# TASK OBJECTIVE
Transcribe every record beneath, precisely as written.

Saved data entries
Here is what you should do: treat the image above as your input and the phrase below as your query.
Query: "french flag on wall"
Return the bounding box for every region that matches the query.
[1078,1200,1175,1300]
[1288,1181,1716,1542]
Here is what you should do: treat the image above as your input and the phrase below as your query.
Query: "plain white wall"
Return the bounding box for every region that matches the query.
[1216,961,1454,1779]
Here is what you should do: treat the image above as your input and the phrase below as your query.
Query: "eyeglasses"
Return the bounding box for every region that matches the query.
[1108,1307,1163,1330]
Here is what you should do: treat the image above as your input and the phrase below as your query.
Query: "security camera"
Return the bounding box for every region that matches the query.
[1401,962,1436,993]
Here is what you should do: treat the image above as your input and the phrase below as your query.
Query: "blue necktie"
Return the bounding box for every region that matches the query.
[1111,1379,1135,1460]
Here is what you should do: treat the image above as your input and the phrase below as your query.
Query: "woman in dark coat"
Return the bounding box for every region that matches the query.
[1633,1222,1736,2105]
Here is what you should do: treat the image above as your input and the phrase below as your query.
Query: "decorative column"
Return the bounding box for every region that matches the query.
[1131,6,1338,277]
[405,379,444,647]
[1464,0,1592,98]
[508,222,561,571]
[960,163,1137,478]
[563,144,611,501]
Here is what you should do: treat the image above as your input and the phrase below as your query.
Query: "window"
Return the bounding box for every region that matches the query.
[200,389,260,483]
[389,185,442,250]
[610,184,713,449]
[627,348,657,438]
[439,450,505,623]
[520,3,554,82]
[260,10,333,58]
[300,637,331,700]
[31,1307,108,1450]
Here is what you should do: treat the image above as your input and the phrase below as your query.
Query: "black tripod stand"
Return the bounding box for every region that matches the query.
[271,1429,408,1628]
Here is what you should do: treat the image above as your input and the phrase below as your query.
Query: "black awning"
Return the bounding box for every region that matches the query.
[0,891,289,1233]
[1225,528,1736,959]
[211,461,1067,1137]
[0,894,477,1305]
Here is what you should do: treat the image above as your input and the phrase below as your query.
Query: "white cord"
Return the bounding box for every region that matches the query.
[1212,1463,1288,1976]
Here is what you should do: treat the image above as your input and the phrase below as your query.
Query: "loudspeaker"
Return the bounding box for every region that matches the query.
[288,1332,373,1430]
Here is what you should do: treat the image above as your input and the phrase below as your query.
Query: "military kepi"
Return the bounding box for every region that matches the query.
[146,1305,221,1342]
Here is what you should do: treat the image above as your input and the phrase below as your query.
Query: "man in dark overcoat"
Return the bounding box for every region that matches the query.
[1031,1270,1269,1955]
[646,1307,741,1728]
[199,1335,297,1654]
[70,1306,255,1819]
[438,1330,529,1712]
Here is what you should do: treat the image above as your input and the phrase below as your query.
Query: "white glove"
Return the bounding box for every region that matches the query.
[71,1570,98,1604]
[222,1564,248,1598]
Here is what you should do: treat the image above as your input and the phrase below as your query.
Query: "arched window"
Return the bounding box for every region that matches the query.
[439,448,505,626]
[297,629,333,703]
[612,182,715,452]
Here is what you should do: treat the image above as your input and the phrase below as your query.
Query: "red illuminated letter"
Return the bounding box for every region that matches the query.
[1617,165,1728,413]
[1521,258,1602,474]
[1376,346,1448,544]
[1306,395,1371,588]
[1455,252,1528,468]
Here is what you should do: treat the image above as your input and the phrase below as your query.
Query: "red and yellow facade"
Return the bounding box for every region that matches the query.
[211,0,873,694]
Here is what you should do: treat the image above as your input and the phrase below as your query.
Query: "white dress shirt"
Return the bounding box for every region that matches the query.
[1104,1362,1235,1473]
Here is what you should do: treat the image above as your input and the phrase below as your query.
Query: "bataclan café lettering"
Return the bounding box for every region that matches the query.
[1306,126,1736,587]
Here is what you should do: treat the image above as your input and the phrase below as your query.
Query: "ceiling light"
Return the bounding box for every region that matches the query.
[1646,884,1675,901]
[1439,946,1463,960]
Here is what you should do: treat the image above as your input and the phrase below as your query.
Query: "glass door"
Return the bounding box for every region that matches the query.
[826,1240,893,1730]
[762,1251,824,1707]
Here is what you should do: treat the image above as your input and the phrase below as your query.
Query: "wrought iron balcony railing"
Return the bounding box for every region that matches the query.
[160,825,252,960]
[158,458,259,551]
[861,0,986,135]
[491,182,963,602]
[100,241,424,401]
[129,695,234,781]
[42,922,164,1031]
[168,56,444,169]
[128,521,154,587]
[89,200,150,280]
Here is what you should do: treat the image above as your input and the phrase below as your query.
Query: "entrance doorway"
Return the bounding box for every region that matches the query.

# PROBLEM SOLUTION
Here is what you should do: treat the image above as your input and the phrase below as your query.
Query: "french flag on wall"
Return the bounding box for every region that matches the query.
[1078,1200,1175,1300]
[1288,1181,1716,1542]
Here is what you should do: treat the image above as your input and the phrase below as your query.
Query: "plain white wall"
Return the bounding box for every region that matches the query.
[1216,961,1454,1779]
Here is what you should do: treat the image above as your input and the phrase below as your query.
Query: "eyeglasses"
Return the bounding box for every region that matches the query.
[1108,1307,1163,1330]
Here is what you should do: treat the image above as your input and the phrase below as your query.
Query: "security camera"
Return the bounding box for every region that matches the query.
[1401,962,1436,993]
Here is what you should do: treat the image above as your input and the phrase below as your query.
Query: "blue necktie"
Return the bounding box for every region that matches the query.
[1111,1379,1135,1460]
Here is what you should do: treat the image above as your input and the phrase below as your query.
Query: "woman in dark coat"
Return the bounding box for every region that matches the query.
[1633,1222,1736,2105]
Here is what you should do: treat the image above as your input and the phrase below as your query.
Query: "decorative column"
Return the bounding box for every region that matches the query.
[1131,6,1338,277]
[405,379,444,647]
[1464,0,1592,98]
[508,222,561,571]
[960,163,1137,478]
[563,144,611,501]
Here is what you should do: treat the image above as your input and the phrase below as your query.
Query: "window"
Return the bounding box for every region that matches the query.
[200,389,260,483]
[389,185,442,250]
[610,184,713,449]
[627,348,657,438]
[439,450,505,623]
[520,3,554,82]
[260,10,333,58]
[300,637,331,700]
[31,1307,108,1450]
Here is what you should do: treat the image above as your input and the phrase below as your query.
Query: "black tripod stand"
Return the bounding box for every region that matches the query.
[271,1429,408,1628]
Here is what you should do: treat the image above as your input and the phrase below as your query.
Query: "black awning"
Return the bounding box for every region that matches the query.
[0,891,289,1233]
[1225,528,1736,959]
[211,461,1067,1137]
[0,894,477,1305]
Here is what you should do: treat the image above as your input and the phrase below as your query.
Query: "white cord"
Return the bounding box for every region that matches the query.
[1212,1463,1288,1976]
Here is what you should do: treat the image above as your input and the phrase below as your query.
Query: "loudspeaker"
Return the bounding box for every region that matches the query.
[288,1332,373,1430]
Here is what you should do: treat the image above as your input and the phrase below as your query.
Query: "military kepi"
Return the bounding box for every region that matches the query.
[146,1305,221,1342]
Here is what you should do: treat the image above as your input and the phrase below as your query.
Query: "man in dark overcoat"
Return the bounding box for every region that matches the query.
[1031,1270,1269,1955]
[646,1307,741,1728]
[199,1335,297,1654]
[70,1306,255,1819]
[438,1330,529,1712]
Here is what you should do: treat the image above as your input and the phrase below as your query.
Query: "white glove"
Return the bounding box for every region that matches the query.
[71,1570,98,1604]
[222,1564,248,1598]
Here is what you should do: treat the image above as your input and the phrase below as your query.
Query: "arched window"
Return the bounding box for every region that matches the query.
[439,448,505,626]
[297,629,333,703]
[612,182,715,452]
Here is what you should do: treat the image above as your input and the phrase below as your query.
Query: "red illuminated letter"
Return the bounding box for every region that matches the query.
[1617,165,1728,413]
[1521,258,1602,474]
[1376,346,1448,544]
[1306,395,1371,588]
[1455,252,1528,468]
Here is what you should do: treat the image above as your input and the phrase below as your query.
Query: "red and yellow facade"
Return the bounding box for every region that matches the query.
[211,0,873,694]
Here is what you should do: treat the image above as your input and the phrase below as your query.
Query: "white dress shirt"
Return the bounding box for every region that matches the query.
[1104,1362,1235,1473]
Here is what you should do: treat the image above as your input and the phrase below as your query.
Query: "bataclan café lettering"
Return the bounding box for every region that matches the query.
[1306,126,1736,587]
Here is what you should do: treat the image above as your input and the phrase below as your query.
Query: "ceiling light"
Return the bounding box for every region that matches the query.
[1646,884,1675,901]
[1439,946,1463,960]
Here is what you should do: treat the image above as your input and the phrase below as your query.
Query: "glass door"
Return the bounding box for every region that matches the query.
[826,1240,893,1730]
[762,1251,824,1707]
Here is what you should do: treat the image above as your input and the phrase below as your query.
Query: "wrought iron balcony railing"
Return the bounding box for every region that matches the query.
[160,825,252,960]
[158,458,259,551]
[861,0,986,135]
[491,182,963,602]
[100,241,424,401]
[129,695,234,781]
[42,922,164,1031]
[168,56,444,169]
[128,521,154,587]
[89,200,150,280]
Here is what you should do: treat the image above as your input and the phrase below as your query.
Query: "entrance doorway"
Return the bounding box for every region that matches the query.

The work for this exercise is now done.